__OBJECTIVE__. Gather every line below that contains the word "paintbrush" and copy each one out.

[Entries from a collection]
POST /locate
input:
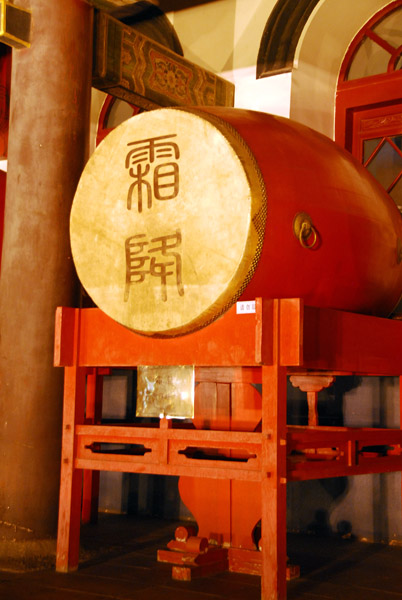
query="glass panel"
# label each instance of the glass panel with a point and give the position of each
(386, 164)
(369, 59)
(390, 28)
(120, 111)
(396, 194)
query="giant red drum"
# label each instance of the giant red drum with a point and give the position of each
(182, 212)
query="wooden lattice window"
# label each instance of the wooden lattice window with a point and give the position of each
(369, 99)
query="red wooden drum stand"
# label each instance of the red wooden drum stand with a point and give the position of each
(246, 461)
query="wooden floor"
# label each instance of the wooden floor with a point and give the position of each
(118, 562)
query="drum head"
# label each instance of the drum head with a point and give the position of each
(168, 221)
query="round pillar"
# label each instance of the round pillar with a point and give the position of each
(48, 147)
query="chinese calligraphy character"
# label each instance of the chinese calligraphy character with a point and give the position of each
(154, 258)
(163, 184)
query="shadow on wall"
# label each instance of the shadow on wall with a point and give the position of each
(365, 506)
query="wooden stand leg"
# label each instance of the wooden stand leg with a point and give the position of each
(68, 536)
(93, 414)
(273, 486)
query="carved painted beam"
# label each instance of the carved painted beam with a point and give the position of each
(137, 69)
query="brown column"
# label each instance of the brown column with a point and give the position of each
(48, 145)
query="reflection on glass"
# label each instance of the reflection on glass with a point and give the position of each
(119, 111)
(370, 59)
(165, 391)
(387, 163)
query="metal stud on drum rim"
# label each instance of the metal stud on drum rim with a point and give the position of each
(149, 229)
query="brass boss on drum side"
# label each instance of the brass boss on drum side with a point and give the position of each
(181, 212)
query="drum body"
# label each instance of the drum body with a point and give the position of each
(182, 212)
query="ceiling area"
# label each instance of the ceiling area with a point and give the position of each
(133, 8)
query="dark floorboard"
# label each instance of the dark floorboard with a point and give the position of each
(118, 562)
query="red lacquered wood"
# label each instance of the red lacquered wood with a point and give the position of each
(70, 477)
(353, 265)
(233, 341)
(297, 340)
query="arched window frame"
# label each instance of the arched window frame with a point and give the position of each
(360, 94)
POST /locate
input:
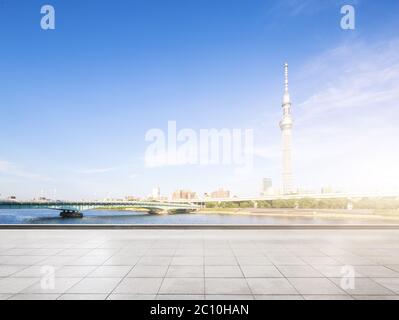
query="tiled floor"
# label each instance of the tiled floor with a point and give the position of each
(199, 264)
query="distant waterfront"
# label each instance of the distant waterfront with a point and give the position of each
(137, 217)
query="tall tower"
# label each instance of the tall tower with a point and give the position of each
(286, 126)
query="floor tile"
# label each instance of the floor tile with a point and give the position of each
(95, 285)
(261, 272)
(185, 272)
(270, 286)
(182, 286)
(139, 286)
(226, 286)
(140, 271)
(223, 272)
(110, 272)
(315, 286)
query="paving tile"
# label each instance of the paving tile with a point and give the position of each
(226, 286)
(321, 261)
(335, 271)
(299, 272)
(34, 296)
(56, 285)
(24, 260)
(57, 260)
(287, 261)
(228, 297)
(15, 285)
(261, 272)
(117, 296)
(223, 272)
(390, 283)
(377, 271)
(73, 252)
(367, 297)
(139, 286)
(73, 296)
(315, 286)
(88, 261)
(187, 261)
(327, 297)
(278, 297)
(110, 272)
(119, 260)
(35, 271)
(95, 285)
(362, 286)
(155, 261)
(182, 286)
(194, 297)
(140, 271)
(5, 296)
(220, 261)
(185, 272)
(6, 271)
(271, 286)
(74, 271)
(254, 261)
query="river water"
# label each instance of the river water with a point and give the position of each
(43, 216)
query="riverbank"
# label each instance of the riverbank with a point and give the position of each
(320, 213)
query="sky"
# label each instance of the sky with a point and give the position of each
(77, 102)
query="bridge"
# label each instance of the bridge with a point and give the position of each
(296, 196)
(73, 209)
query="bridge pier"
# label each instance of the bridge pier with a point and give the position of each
(71, 214)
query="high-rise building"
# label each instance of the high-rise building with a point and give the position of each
(286, 126)
(156, 193)
(267, 187)
(183, 195)
(220, 194)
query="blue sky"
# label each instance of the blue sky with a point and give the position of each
(77, 101)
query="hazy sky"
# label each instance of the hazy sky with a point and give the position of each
(76, 102)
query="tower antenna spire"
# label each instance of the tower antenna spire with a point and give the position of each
(286, 76)
(286, 131)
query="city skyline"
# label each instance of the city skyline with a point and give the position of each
(75, 114)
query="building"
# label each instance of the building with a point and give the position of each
(183, 195)
(220, 194)
(286, 128)
(156, 193)
(267, 187)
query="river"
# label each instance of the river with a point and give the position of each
(44, 216)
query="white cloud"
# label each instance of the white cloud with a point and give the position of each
(346, 131)
(96, 170)
(10, 169)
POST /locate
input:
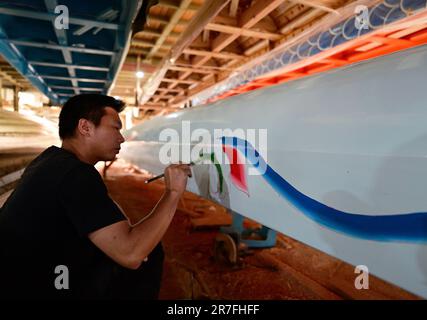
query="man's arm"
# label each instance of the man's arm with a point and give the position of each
(129, 246)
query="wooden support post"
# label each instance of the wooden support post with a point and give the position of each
(15, 98)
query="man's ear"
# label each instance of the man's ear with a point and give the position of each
(85, 127)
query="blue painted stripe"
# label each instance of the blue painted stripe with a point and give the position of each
(407, 227)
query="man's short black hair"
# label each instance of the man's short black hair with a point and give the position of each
(85, 106)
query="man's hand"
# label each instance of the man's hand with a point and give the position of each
(176, 177)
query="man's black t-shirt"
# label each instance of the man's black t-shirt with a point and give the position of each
(45, 224)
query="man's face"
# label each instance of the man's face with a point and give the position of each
(107, 137)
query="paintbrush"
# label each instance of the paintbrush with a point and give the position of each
(162, 175)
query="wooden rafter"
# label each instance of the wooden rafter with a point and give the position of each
(243, 32)
(168, 29)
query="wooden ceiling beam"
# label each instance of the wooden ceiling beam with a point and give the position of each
(243, 32)
(219, 55)
(194, 70)
(167, 31)
(325, 5)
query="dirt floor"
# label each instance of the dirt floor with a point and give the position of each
(290, 270)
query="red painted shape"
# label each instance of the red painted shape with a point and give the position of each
(237, 168)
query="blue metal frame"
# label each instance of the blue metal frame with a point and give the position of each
(86, 57)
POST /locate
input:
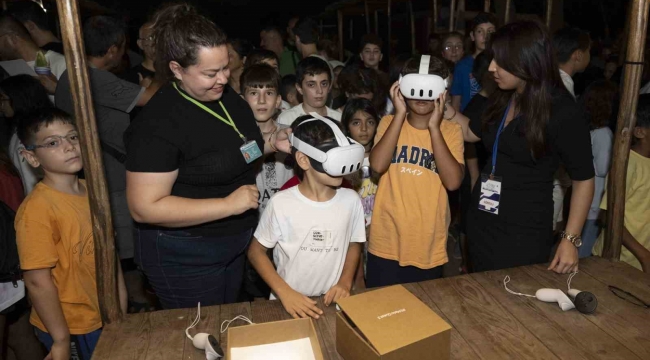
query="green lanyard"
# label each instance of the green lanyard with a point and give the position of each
(228, 122)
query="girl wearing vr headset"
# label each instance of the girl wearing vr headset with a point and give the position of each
(531, 124)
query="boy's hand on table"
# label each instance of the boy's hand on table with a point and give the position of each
(60, 351)
(337, 291)
(299, 305)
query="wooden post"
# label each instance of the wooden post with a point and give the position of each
(377, 22)
(435, 17)
(549, 13)
(339, 15)
(626, 122)
(452, 15)
(365, 3)
(412, 27)
(105, 259)
(390, 26)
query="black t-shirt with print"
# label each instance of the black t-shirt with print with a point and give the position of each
(173, 133)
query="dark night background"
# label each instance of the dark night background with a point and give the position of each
(245, 18)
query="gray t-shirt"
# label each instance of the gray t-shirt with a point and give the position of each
(113, 98)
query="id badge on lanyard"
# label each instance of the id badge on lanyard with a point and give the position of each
(250, 151)
(491, 184)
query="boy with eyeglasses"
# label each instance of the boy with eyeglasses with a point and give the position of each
(465, 86)
(55, 239)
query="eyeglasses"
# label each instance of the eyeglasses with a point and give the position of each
(628, 297)
(455, 47)
(55, 141)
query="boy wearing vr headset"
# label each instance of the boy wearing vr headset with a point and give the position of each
(316, 228)
(420, 156)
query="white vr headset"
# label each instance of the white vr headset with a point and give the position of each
(342, 158)
(422, 86)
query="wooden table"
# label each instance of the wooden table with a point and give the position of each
(488, 323)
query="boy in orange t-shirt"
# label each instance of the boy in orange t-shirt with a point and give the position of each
(420, 157)
(55, 240)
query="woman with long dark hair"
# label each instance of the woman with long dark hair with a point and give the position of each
(531, 124)
(192, 156)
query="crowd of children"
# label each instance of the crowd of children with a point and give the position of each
(211, 193)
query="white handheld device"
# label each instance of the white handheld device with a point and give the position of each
(422, 86)
(204, 341)
(338, 159)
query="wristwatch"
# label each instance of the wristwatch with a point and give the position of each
(576, 240)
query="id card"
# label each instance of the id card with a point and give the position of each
(251, 151)
(490, 194)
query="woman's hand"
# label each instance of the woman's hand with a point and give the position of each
(398, 100)
(299, 305)
(282, 140)
(436, 115)
(243, 199)
(566, 258)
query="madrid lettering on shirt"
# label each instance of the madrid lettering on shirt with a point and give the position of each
(416, 160)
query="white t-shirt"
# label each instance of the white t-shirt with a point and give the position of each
(276, 170)
(289, 116)
(310, 239)
(57, 63)
(10, 295)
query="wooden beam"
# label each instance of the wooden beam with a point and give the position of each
(638, 25)
(507, 13)
(412, 27)
(549, 13)
(339, 14)
(365, 5)
(105, 259)
(452, 15)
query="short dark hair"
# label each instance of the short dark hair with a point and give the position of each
(307, 30)
(101, 32)
(180, 32)
(351, 108)
(33, 122)
(643, 111)
(315, 133)
(259, 76)
(258, 56)
(436, 66)
(312, 66)
(483, 18)
(26, 94)
(481, 65)
(370, 39)
(566, 41)
(242, 46)
(25, 11)
(288, 85)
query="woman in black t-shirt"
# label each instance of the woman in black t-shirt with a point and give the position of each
(191, 162)
(510, 218)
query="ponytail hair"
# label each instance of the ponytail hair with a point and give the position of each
(180, 32)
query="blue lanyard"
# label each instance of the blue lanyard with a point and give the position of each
(495, 147)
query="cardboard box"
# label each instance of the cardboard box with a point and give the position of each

__TASK OUTPUT__.
query="paintbrush"
# label each instance of the paintbrush with a point and give the position of each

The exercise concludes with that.